What you are asked to do: Please copy each of the following items word for word, keeping every line as it is.

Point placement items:
**********

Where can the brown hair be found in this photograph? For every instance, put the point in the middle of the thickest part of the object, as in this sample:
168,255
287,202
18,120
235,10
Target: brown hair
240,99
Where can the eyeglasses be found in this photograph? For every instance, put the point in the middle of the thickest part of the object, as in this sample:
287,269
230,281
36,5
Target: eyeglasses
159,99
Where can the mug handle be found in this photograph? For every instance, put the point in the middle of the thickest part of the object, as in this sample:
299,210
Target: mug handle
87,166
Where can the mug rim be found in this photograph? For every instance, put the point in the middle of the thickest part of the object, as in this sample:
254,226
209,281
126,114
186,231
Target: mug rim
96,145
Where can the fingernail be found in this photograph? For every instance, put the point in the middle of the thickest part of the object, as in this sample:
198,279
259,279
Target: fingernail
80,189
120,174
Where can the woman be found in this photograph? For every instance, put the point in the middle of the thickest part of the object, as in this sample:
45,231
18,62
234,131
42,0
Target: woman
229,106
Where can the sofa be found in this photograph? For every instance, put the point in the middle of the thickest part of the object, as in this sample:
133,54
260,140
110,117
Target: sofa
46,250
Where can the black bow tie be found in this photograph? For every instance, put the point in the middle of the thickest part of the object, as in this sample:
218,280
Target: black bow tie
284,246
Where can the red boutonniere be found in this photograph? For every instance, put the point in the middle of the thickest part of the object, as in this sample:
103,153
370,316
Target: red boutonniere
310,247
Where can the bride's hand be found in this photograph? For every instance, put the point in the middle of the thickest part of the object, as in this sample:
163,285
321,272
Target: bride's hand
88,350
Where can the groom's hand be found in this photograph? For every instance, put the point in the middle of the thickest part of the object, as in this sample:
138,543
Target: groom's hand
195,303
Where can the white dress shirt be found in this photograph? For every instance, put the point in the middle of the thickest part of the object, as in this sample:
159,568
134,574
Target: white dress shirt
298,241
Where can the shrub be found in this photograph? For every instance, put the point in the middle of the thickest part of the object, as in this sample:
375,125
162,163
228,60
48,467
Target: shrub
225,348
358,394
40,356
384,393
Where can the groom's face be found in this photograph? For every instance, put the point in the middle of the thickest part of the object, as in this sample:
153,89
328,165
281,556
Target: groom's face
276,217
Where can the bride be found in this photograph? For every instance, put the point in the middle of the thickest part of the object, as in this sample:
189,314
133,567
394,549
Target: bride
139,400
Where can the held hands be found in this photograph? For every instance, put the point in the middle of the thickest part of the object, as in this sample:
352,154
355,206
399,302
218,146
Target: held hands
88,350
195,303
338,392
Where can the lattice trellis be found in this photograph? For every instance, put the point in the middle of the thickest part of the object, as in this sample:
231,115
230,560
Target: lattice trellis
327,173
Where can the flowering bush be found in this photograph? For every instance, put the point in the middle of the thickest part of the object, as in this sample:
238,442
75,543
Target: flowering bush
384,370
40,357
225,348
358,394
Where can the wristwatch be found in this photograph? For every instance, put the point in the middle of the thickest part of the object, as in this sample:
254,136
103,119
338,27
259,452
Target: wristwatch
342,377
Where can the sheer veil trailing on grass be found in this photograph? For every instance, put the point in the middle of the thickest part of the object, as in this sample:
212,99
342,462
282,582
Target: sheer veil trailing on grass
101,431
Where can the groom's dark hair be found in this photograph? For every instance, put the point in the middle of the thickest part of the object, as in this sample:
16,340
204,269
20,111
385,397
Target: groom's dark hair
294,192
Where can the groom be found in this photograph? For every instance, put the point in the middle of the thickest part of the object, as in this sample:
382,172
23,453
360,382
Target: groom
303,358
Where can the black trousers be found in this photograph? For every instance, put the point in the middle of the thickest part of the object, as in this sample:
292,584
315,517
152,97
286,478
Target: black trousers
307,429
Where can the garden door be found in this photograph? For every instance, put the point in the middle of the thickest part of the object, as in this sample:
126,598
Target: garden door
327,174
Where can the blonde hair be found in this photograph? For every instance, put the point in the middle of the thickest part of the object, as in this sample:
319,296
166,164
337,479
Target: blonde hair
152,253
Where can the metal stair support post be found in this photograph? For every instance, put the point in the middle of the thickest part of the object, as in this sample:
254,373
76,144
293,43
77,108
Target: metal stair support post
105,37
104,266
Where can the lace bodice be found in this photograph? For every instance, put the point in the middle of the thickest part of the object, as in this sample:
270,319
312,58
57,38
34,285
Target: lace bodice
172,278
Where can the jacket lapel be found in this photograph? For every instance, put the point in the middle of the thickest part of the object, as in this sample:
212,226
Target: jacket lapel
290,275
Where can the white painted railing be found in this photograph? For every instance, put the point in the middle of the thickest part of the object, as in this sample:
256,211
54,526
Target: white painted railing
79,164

**********

Written answer:
Where can the brown hair be found in this photograph? For every instance, put the point in the middle of the thickest part of the object, as in this sample:
168,255
287,202
18,120
235,10
Target: brown hair
240,99
Where can the eyeglasses be found in this photograph? For every instance, put the point in the middle of the thickest part of the object, as in this sample:
287,269
230,281
36,5
Target: eyeglasses
159,99
Where can the mug handle be found in this photograph? For every instance, put the point in the middle of the thickest part of the object, as in this sample:
299,210
Target: mug handle
87,166
Where can the mug rim be found in this photograph? For every instance, put the point in the middle of the thickest part of the object, as in this sample:
254,226
209,281
126,114
186,231
Target: mug rim
96,145
Where can the fingernail be found in this photograph? For every instance, put the point in the middle of the thickest part of the object, as in this sample:
198,279
259,279
Target: fingernail
80,189
120,174
Where can the woman be found in this photograph? For every instance, put the point in the middle of the thickest part of the object, as in this sample:
45,231
18,62
234,131
42,0
Target: woman
229,106
Where can the sofa be found in this photograph? For every instance, put the point in the middle of the thickest part of the object, as in this sample:
133,54
260,140
110,117
Target: sofa
46,250
Where can the black bow tie be found in this photograph? For every instance, put the point in the middle of the thickest part of the object, as in this sample:
218,280
Target: black bow tie
284,246
Where can the red boutonniere be found in this photograph? For every instance, put the point in the middle of the thickest part of the object, as in this sample:
103,153
370,316
Target: red boutonniere
310,247
Where can the bride's hand be found in this photograph? For every instance, put the point in the middle of the thickest part of the object, as in this sample:
163,285
321,272
Target: bride's hand
88,350
Where can the groom's hand be found in this photograph? For every instance, put the point in the middle of the thickest part of the object, as in this sample:
138,543
Target: groom's hand
195,303
Where can the white dress shirt be found in this photograph? For every instance, put the point in the middle of the thickest part of the object, as in this sample:
159,568
134,574
Target: white dress shirt
298,241
Where can the shrub be found in this photograph? For every instance, put the point in the middle of the thickest part of the object, as in this sample:
375,125
162,163
228,60
48,467
Target: shrub
225,348
358,394
40,356
384,393
Where can the groom's face be found in this photograph? For every instance, put the point in the middle of the thickest part of the object, as in this sample:
153,89
328,165
281,556
Target: groom's face
276,217
Where can the bride be found in this photograph? For every instance, put the point in the middle of the thickest part of the object, as in this sample:
189,314
133,567
394,549
Target: bride
139,400
Where can the held hands be found in this photograph? For every instance, put the point in the middle of the thickest part of the object, as in this sample:
352,154
355,206
399,302
218,146
Target: held hands
88,350
195,303
338,392
Where can the lattice trellis be found in this photograph? For every instance, put the point in the middle of the thickest part of the object, as in this sample:
231,115
230,560
Target: lattice trellis
327,173
Where can the flowering bush be found in this photograph? For every instance, put the point in the middle of the thickest part of the object, as in this sample:
238,442
75,543
Target: flowering bush
384,370
40,357
225,348
358,394
Where can the wristwatch be found in this photograph? For every instance, put the point in the middle of the thickest part of the object, as in this sample:
254,136
103,119
338,27
259,452
Target: wristwatch
342,377
Where can the sheer veil trailing on grass be found in this photograph? For every instance, put the point in the middle of the thickest part of the object, as in this sample:
212,99
342,462
282,582
Target: sheer veil trailing on grass
101,431
Where can the groom's dark hair be found in this photograph? For every instance, put the point in the middle of the thickest part of the object, as in this sample:
16,340
204,269
20,111
385,397
Target: groom's dark hair
294,192
Where can the groom be found in this photograph? For every instance, put the point in the middle of the thickest part of the object, as in this sample:
382,172
23,453
360,382
Target: groom
303,358
Where can the black trousers be found in this photograph? For every instance, put the point in the middle of the thickest part of the object, as in this sample:
292,584
315,517
152,97
286,478
Target: black trousers
307,429
Where can the garden door be found in this photograph? For every instance, put the point in the middle of the thickest part of the object, as in this sample:
126,598
Target: garden door
327,174
Where can the blonde hair be found in this photograph? For every instance, put the point in the middle of the thickest part of the object, as in this sample:
319,296
166,164
337,479
Target: blonde hair
152,253
Where can the metal stair support post be found in this photograph? For every instance, put the point in the middle of the thickest part of the object, as in this sample:
254,373
76,144
293,43
77,108
Target: metal stair support post
105,37
104,266
Where can the lace bodice be found in this photograph? For every instance, put the point in the middle of the thickest part of the object, as in this sample:
270,319
312,58
57,38
34,285
Target: lace bodice
172,278
Where can the jacket lapel be found in this photograph? For every instance, put the point in the middle of the thickest part of the object, as in this sample:
212,226
Target: jacket lapel
290,275
Where can the white painted railing be found in this photograph? For every instance, put the point in the middle of the thickest part of the object, as in this sample:
256,211
54,526
Target: white painted railing
79,164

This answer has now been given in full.